◆ Selected extract ◆
* * * * * * * * *

Archive for August, 2009

RISING UP

Monday, August 31st, 2009

I await, like a child waiting for Christmas morning, September 12th, to bear witness to the planned march in Washington, D.C. by thousands of Americans who are opposed to not just the proposed health-care reform, but the reform of America that is unfolding before our eyes.  There are peaceful protests being planned in New Hampshire, as well, and you can find out more about them at www.meetup.com/NH912/Calendar I’m interested to see what the turnout is like, but honestly, it’s the media response I’m really looking forward to.

Over the last several weeks we have seen, and I have written here about, the attempted diminishment of regular folks who are making their voices heard at various venues all across the country.  Surely, some of them have been over-acting…I’ve seen a few clips that are operatic in their drama, but by and large I think the sentiments expressed have been pretty genuine.  And they reflect a widening chasm in our population, transcending political lines, really, and more an expression of severely different views regarding what America is all about, or should be all about.

While the Democrats are crying “foul”, it is no different than Code Pink members, or ACORN recruits, who routinely showed up at Republican campaign events to make their opinions known, usually with similar passion to what we are seeing these days.  It may be the only thing we can agree on, that this is one of the best things about America, that people can stand on the sidewalk and wave their sign and yell, and nobody is going to drag you off to a work camp.  And I expect there is going to be a lot of collective yelling and sign waving across this country on September 12th.

Indeed, the health-care issue may be soon taking a back seat, as the Obama administration can barely let a day go by without some groundbreaking announcement or development.  I announced early on that although I did not vote for him, I would give him a chance.  He is my…our…President.  I want him to succeed, for the country to flourish.  But folks like me, thinking he would seek “change” and “unity” as promised repeatedly during his campaign, are stunned to see an administration swing so radically left.  Just this past week, the announcement of investigations of the C.I.A.  and the letting public of information that genuinely endangers members of that agency and their families.

Then Obama mentions that we should have a civilian military force, equal to or greater than our own military in strength?  Huh?  From the party of peace, love and understanding?  Keep ‘em coming.  The G.A.O. announces that in ten years our debt will be over 9 trillion dollars.  Remember, a trillion is a million million.  Got that?  Not that any of this news seems to slow things down.

Senator McCain has even taken back to the road to try and awake the masses as to what is happening here.  He was interviewed and said that he has not been consulted even once on this health care reform package and there has been zero effort at any bi-partisan input.  Then again, it was Senator McCain who reminded us back in 2000 that “elections have consequences”.  Anyone doubting that now?  Just the financial consequences alone of this election will be felt by our children and grandchildren.  And it’s not just Obama, the previous administration spent like Jersey housewives, too, but this White House is bringing it to a whole new level.

We just bailed out Bank of America, and now hear that they have awarded over 3 billion dollars to executives and Wall Street hyenas who helped to orchestrate the deal.  Is it any wonder people are marching in Washington?  Sadly, it should be folks of all political stripes going to Washington on September 12th.  There is too much happening, too quickly, trying to out run the 2010 elections.  This isn’t a poker game, it’s a nation, and it’s a nation waking up with a lump on it’s head, and it’s not happy.

* * * * * * * * *

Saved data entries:
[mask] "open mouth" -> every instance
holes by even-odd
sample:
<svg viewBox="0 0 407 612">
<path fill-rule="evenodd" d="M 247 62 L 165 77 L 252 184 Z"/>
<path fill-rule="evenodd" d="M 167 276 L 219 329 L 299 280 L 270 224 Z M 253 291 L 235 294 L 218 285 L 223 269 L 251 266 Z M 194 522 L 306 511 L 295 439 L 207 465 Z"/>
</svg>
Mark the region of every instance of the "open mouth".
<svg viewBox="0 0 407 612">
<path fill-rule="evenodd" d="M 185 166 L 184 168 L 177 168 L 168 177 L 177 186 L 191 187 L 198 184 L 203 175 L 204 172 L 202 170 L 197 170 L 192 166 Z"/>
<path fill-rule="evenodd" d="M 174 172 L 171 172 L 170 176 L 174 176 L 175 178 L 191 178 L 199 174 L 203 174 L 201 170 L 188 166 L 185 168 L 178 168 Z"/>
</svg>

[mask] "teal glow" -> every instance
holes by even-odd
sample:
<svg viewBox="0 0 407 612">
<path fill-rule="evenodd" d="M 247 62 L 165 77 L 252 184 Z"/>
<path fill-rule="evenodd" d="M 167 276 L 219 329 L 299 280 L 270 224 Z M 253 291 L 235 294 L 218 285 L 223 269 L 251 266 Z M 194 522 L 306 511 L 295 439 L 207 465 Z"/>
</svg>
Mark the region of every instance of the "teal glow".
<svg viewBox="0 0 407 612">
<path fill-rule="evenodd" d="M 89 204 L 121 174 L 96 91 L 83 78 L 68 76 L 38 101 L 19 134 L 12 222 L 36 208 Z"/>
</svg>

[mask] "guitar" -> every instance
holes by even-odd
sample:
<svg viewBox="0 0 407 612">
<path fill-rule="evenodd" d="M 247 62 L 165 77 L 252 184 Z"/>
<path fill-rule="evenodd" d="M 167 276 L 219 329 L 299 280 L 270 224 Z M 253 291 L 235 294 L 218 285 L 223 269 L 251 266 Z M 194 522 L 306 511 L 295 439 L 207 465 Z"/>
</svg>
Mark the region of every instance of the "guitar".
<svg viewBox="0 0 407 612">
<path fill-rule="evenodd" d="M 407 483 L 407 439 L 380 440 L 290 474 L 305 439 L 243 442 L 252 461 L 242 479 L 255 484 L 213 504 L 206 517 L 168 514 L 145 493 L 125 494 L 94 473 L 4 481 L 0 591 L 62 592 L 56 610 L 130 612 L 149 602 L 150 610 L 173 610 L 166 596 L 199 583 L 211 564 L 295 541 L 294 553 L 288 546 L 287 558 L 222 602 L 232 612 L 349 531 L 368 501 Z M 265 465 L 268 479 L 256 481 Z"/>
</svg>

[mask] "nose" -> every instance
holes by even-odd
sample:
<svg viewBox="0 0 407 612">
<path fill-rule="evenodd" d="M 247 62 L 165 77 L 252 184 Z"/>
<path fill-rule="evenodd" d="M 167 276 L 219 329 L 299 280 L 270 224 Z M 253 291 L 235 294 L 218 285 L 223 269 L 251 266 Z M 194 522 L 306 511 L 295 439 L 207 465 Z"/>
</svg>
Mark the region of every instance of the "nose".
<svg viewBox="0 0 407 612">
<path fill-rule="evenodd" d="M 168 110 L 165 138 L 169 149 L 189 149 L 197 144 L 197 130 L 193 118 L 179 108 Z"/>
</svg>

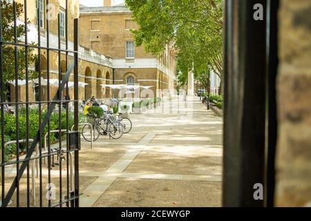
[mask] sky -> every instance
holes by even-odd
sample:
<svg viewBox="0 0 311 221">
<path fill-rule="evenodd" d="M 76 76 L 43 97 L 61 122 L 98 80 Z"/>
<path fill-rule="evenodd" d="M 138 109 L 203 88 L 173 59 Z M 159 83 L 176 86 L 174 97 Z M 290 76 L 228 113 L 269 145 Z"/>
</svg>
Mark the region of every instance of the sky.
<svg viewBox="0 0 311 221">
<path fill-rule="evenodd" d="M 102 6 L 104 0 L 80 0 L 80 4 L 88 7 Z M 124 0 L 114 0 L 115 4 L 124 2 Z"/>
</svg>

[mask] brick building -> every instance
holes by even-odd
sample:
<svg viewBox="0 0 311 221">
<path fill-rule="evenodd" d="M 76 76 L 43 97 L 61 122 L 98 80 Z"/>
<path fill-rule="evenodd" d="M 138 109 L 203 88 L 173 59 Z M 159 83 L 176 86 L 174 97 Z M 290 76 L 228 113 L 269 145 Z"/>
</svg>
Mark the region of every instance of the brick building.
<svg viewBox="0 0 311 221">
<path fill-rule="evenodd" d="M 143 46 L 135 47 L 131 30 L 137 25 L 133 21 L 132 12 L 124 4 L 111 6 L 111 1 L 104 1 L 104 6 L 82 6 L 79 17 L 80 44 L 112 57 L 113 72 L 106 74 L 105 80 L 111 84 L 152 86 L 154 95 L 158 90 L 158 96 L 173 92 L 177 86 L 174 48 L 168 45 L 162 56 L 156 57 L 145 52 Z M 90 94 L 94 95 L 98 88 L 96 73 L 92 73 L 91 77 L 92 83 L 86 87 Z M 109 97 L 109 93 L 105 95 Z"/>
</svg>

* * * * * * * * *

◆ Task instructions ◆
• a. According to the blog post, what does the G.A.O. announce the debt will be in ten years?
• b. List every sentence in the blog post that ends with a question mark.
• c. Please print the blog post from "Monday, August 31st, 2009" up to and including "looking forward to.".

◆ Responses ◆
• a. Over 9 trillion dollars.

• b.
- Then Obama mentions that we should have a civilian military force, equal to or greater than our own military in strength?
- Huh?
- From the party of peace, love and understanding?
- Got that?
- Anyone doubting that now?
- Is it any wonder people are marching in Washington?

• c.
Monday, August 31st, 2009

I await, like a child waiting for Christmas morning, September 12th, to bear witness to the planned march in Washington, D.C. by thousands of Americans who are opposed to not just the proposed health-care reform, but the reform of America that is unfolding before our eyes.  There are peaceful protests being planned in New Hampshire, as well, and you can find out more about them at www.meetup.com/NH912/Calendar I’m interested to see what the turnout is like, but honestly, it’s the media response I’m really looking forward to.